Set task: Select every line below that contains the word "with", matching case exactly, and copy those lines out.

Point annotation dataset records:
══════════════════════════════
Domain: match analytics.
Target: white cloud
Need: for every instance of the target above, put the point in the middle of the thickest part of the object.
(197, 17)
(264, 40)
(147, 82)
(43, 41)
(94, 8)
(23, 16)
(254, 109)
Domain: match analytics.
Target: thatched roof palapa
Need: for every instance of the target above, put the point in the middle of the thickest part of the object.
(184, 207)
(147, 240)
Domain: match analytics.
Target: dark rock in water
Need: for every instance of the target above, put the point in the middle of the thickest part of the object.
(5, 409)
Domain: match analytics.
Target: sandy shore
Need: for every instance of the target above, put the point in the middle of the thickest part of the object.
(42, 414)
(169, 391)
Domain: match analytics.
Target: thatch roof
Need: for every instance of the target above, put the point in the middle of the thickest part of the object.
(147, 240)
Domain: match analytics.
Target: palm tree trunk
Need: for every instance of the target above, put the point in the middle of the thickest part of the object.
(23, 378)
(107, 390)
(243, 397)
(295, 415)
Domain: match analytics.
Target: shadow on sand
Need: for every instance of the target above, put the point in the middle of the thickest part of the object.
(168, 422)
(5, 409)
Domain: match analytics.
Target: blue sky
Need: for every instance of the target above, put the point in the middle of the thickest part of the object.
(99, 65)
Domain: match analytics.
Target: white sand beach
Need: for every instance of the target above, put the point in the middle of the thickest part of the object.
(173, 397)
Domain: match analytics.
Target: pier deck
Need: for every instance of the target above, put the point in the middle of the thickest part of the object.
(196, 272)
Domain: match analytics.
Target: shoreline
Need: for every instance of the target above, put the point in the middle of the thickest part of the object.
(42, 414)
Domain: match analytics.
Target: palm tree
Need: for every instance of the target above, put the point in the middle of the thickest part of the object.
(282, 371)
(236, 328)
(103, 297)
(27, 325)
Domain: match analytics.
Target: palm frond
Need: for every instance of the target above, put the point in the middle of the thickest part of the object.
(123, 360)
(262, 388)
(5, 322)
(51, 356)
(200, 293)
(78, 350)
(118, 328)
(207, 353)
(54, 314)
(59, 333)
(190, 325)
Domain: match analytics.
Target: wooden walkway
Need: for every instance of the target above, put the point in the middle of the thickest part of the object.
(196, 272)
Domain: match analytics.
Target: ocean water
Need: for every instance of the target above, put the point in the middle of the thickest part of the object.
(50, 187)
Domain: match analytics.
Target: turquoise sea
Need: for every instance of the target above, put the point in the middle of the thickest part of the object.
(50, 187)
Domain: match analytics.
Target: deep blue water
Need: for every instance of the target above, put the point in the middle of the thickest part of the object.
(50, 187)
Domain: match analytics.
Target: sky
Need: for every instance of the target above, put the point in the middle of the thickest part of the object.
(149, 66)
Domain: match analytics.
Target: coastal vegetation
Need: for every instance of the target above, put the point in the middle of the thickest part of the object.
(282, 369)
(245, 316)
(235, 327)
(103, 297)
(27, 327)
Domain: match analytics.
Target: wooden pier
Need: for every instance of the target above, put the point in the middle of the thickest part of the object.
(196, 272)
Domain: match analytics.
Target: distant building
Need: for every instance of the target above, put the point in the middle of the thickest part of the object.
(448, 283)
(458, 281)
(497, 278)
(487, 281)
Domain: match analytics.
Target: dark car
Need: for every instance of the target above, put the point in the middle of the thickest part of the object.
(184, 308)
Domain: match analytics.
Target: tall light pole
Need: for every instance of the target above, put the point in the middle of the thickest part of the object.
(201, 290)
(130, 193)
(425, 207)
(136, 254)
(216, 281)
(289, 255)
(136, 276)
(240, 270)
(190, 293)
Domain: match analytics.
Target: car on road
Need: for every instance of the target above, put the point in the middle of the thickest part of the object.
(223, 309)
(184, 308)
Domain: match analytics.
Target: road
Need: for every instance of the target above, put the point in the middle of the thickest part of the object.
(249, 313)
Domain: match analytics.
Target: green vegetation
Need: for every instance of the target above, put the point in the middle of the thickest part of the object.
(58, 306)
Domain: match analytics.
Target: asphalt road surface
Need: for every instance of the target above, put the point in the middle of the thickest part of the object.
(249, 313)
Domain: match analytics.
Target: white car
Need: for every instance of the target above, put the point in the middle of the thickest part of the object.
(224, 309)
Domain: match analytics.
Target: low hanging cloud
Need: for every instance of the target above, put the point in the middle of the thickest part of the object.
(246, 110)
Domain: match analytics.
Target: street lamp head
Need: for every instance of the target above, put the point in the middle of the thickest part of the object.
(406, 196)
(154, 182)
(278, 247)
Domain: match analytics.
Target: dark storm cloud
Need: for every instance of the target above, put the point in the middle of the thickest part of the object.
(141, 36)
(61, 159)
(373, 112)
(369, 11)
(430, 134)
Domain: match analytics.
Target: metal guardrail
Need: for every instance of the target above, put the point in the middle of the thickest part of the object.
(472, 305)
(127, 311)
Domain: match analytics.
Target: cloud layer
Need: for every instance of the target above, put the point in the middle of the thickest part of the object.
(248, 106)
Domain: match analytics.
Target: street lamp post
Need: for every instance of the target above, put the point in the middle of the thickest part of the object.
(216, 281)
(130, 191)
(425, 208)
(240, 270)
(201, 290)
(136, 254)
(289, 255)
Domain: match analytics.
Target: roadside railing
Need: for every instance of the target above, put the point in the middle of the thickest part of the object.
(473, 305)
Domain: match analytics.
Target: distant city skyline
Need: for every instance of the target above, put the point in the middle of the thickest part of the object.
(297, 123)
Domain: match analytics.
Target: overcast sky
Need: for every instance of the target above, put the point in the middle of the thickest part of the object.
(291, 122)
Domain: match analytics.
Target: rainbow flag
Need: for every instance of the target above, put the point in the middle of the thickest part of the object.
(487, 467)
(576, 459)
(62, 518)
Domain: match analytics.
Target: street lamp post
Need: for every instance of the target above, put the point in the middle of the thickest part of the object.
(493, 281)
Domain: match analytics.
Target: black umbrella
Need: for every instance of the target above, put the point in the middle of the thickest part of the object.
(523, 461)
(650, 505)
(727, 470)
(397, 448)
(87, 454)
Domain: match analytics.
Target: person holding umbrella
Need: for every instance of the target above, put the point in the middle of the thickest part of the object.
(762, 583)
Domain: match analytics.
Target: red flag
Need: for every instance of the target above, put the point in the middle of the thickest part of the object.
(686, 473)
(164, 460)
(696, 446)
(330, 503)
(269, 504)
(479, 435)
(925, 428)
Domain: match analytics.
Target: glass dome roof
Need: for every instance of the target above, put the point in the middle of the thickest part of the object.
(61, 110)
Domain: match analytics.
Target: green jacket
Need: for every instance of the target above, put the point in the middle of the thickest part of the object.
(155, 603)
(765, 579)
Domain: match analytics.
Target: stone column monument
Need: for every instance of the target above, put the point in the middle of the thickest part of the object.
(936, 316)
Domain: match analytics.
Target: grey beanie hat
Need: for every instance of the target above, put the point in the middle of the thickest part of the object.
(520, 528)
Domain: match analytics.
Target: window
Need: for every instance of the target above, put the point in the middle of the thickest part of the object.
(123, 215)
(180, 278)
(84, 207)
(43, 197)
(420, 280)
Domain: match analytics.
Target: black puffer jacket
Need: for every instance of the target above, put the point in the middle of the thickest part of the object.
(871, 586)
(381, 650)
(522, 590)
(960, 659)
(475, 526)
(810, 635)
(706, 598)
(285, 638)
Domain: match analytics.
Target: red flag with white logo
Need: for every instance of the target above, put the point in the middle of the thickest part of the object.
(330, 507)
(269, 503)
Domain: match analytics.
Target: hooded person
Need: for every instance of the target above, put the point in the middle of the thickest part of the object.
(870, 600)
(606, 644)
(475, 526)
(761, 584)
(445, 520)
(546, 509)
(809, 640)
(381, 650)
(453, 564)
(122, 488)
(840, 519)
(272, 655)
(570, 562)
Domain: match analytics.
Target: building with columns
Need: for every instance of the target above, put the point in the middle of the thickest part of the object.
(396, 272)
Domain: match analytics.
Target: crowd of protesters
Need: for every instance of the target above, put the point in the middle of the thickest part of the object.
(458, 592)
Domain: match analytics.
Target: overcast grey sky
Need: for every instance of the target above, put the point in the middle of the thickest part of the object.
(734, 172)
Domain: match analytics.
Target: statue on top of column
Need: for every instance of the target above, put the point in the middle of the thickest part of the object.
══════════════════════════════
Solution for this exercise:
Target: red flag with white logo
Target: building with columns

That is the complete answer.